▶ [PROBLEM STATEMENT]:
Arrange the lines of the entries below as a JSON list of strings, one string per line, starting at the line that contains "tomato in the image above." and ending at the last line of the entries. Leave out any blank lines.

▶ [DATA LISTING]:
---

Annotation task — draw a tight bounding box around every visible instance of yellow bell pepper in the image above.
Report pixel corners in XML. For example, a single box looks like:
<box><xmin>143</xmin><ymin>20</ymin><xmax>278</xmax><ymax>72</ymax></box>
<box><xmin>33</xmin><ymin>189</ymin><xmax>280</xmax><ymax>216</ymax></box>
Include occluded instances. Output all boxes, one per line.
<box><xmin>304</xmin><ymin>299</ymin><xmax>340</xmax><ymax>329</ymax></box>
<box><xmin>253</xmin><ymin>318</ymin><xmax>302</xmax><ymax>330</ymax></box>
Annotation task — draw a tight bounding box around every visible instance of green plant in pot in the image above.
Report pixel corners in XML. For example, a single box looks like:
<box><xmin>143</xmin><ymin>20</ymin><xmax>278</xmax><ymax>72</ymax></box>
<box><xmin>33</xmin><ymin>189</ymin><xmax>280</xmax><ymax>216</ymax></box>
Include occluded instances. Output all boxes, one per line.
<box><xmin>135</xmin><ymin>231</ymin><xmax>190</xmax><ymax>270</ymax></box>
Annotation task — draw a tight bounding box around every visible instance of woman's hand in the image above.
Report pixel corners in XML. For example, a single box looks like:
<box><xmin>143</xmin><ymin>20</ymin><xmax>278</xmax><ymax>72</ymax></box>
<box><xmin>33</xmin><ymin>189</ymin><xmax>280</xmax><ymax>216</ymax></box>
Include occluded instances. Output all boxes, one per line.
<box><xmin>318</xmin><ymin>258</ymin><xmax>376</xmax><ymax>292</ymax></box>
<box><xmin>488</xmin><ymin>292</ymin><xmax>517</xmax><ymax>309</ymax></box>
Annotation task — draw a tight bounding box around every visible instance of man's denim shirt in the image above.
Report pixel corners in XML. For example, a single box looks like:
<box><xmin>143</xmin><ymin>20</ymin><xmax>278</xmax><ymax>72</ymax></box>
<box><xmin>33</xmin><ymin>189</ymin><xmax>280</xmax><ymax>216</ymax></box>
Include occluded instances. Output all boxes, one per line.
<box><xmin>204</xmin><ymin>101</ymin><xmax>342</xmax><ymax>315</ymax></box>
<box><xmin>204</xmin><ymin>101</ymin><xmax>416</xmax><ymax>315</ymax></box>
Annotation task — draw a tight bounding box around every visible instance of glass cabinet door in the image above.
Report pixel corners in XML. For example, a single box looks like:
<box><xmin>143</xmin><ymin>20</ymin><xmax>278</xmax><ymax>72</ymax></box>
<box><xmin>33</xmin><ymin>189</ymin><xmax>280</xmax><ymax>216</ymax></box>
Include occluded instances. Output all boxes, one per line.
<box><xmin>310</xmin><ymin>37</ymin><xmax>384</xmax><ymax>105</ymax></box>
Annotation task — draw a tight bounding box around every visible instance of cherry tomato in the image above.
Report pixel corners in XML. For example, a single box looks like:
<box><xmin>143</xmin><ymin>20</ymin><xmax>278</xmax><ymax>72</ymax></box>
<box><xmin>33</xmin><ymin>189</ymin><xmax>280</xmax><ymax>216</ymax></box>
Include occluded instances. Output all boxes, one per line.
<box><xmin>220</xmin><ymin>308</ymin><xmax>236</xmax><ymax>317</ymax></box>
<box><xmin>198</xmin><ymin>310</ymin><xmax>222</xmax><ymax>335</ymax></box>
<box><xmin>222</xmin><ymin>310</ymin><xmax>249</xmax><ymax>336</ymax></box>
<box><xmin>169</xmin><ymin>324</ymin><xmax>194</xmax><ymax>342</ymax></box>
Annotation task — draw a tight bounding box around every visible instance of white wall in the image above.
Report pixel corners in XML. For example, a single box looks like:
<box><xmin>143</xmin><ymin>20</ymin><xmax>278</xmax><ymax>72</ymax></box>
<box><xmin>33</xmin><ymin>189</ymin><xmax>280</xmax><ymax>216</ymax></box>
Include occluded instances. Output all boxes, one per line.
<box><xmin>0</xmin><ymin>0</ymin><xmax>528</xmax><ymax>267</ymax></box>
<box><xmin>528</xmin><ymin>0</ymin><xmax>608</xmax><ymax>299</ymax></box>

---

▶ [WRITTEN ANSWER]:
[
  "Annotation task — draw a tight bounding box around every visible instance of cherry tomato in the image above.",
  "Report pixel corners in XML. For example, a single box looks like:",
  "<box><xmin>143</xmin><ymin>20</ymin><xmax>278</xmax><ymax>72</ymax></box>",
  "<box><xmin>33</xmin><ymin>189</ymin><xmax>280</xmax><ymax>216</ymax></box>",
  "Include occluded instances. Output all boxes, one per line.",
  "<box><xmin>220</xmin><ymin>308</ymin><xmax>236</xmax><ymax>317</ymax></box>",
  "<box><xmin>198</xmin><ymin>310</ymin><xmax>222</xmax><ymax>335</ymax></box>",
  "<box><xmin>222</xmin><ymin>310</ymin><xmax>249</xmax><ymax>336</ymax></box>",
  "<box><xmin>169</xmin><ymin>324</ymin><xmax>194</xmax><ymax>342</ymax></box>",
  "Annotation task — draw a tight bounding box around every visible instance of white wall in the image above.",
  "Report pixel corners in XML. For example, a single box looks like:",
  "<box><xmin>143</xmin><ymin>20</ymin><xmax>278</xmax><ymax>72</ymax></box>",
  "<box><xmin>33</xmin><ymin>189</ymin><xmax>280</xmax><ymax>216</ymax></box>",
  "Include occluded instances. Output all boxes, one per line.",
  "<box><xmin>0</xmin><ymin>0</ymin><xmax>528</xmax><ymax>267</ymax></box>",
  "<box><xmin>528</xmin><ymin>0</ymin><xmax>608</xmax><ymax>299</ymax></box>"
]